--- BEGIN ---

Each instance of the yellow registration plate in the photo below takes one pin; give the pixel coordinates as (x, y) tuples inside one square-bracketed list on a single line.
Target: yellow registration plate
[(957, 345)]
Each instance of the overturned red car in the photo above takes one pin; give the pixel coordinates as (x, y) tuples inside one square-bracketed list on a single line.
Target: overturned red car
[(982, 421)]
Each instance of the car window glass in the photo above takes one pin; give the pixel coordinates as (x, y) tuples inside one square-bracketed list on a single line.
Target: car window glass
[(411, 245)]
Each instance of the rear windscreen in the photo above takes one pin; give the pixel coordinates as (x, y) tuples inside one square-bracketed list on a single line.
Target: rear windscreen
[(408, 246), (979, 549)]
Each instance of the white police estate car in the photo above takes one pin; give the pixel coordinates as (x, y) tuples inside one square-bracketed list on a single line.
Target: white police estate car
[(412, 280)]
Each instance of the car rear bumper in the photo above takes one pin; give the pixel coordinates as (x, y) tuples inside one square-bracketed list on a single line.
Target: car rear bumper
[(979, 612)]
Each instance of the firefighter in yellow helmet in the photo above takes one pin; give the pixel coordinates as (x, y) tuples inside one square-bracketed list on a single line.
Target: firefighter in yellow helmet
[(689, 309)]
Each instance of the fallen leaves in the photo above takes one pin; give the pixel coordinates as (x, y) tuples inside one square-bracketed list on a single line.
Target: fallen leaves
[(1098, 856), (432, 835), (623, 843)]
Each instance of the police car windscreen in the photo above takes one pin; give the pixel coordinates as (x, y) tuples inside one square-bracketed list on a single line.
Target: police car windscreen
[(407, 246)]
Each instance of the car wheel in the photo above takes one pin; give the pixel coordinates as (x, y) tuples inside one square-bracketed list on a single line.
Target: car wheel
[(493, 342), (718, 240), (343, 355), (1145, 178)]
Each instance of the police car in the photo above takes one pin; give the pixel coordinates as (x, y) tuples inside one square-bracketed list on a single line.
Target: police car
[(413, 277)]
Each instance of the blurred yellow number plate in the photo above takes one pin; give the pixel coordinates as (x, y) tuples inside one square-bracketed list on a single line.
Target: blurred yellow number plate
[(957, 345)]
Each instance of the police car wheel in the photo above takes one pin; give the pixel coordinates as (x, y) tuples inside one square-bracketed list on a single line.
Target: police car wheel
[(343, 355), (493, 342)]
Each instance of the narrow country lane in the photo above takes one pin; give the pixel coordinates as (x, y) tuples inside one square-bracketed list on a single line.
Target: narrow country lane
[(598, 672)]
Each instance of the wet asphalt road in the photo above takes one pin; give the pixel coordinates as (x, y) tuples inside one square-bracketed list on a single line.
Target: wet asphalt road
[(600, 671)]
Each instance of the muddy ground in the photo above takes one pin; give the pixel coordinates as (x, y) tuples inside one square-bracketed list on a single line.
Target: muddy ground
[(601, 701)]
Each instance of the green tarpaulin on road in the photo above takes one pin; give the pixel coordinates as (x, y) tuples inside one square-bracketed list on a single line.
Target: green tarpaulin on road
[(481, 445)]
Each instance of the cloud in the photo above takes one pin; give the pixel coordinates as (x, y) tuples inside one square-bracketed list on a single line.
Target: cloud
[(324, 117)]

--- END ---

#### Your instructions
Copy all of the lines above word for word, changing nothing.

#### Solution
Each instance of the yellow registration plate in the photo below takes one pin; give the pixel coordinates as (x, y) tuples inside one square-bracketed list on a single line.
Target: yellow registration plate
[(957, 345)]
Each instance of the overturned red car in the photo above takes one pin; give the pixel coordinates as (x, y) tuples inside one square-bracketed list on a single line.
Target: overturned red car
[(982, 421)]
Each instance of the car window glass in the photo above takes one pin; give the pixel coordinates as (x, y) tuples inside one square-bracketed list on a single line.
Target: car window glass
[(411, 245)]
Each instance of the rear windscreen in the photo above takes one pin; give the pixel coordinates as (x, y) tuples inside one square-bracketed list on a single line.
Target: rear windscreen
[(408, 246), (979, 549)]
Each instance of the white police estate car in the photo above takes one pin; give the pixel coordinates as (x, y) tuples inside one square-bracketed list on a single line.
Target: white police estate car
[(412, 280)]
Each instance of the car rear bumper in the photo above takes one pin; give the pixel coordinates as (x, y) tuples inside one square-bracketed list on a single line.
Target: car rear bumper
[(979, 612)]
Each instance of the firefighter in yellow helmet in the photo above takes one pin; give the pixel coordinates as (x, y) tuples inside one square-bracketed list on a single line.
Target: firefighter in yellow helmet
[(689, 309)]
Each instance of the fallen leaves in the photo above takes one pin; give the pixel coordinates as (x, y) tuples inside one square-bracketed list on a single line.
Target: fallen leaves
[(1098, 856), (432, 835), (623, 843)]
Each instance of the police car windscreen in the photo above takes one pin; give the pixel coordinates as (x, y) tuples inside one square-bracketed list on a single line.
Target: police car windscreen
[(407, 246)]
Each instance of the car wheel in the photo above takes one pin; give the pixel coordinates as (x, y) tuples inside one square-bracketed list on a single line.
Target: car wheel
[(493, 342), (718, 240), (343, 355), (1145, 178)]
Each instance of the police car in the photo above takes one pin; give the pixel coordinates as (x, y) tuples inside one square-bracketed list on a single line.
Target: police car
[(413, 277)]
Each instance of the blurred yellow number plate in the photo above takes one pin; give the pixel coordinates as (x, y) tuples inside one square-bracketed list on a single line.
Target: blurred yellow number plate
[(957, 345)]
Each instance of the police car wheel in the photo above takes one pin; give the pixel coordinates as (x, y) tuples inside one square-bracketed list on a single line.
Target: police car wheel
[(343, 355), (493, 342)]
Each instance of the narrow country lane in the photo above takes one pin; give the pixel coordinates as (x, y) tuples inside one square-bracketed list on a single line.
Target: narrow country lane
[(598, 672)]
Each instance of the wet asphalt road in the photo above takes one pin; give the pixel coordinates as (x, y) tuples inside one square-bracketed list on a single line.
Target: wet asphalt road
[(600, 671)]
Each instance of the muddy ground in the photo above takes one pin; give the pixel coordinates as (x, y) tuples inside one square-bracketed list on a single line.
Target: muddy ground
[(601, 701)]
Each instance of the green tarpaulin on road in the photo above takes one pin; give the pixel coordinates as (x, y) tuples inside one square-bracketed list on a single line.
Target: green tarpaulin on road
[(481, 445)]
Each instance of the cloud in the photo above takes one pin; give the pixel coordinates as (x, y) tuples inside one square-bracketed list on a single line.
Target: cloud
[(324, 117)]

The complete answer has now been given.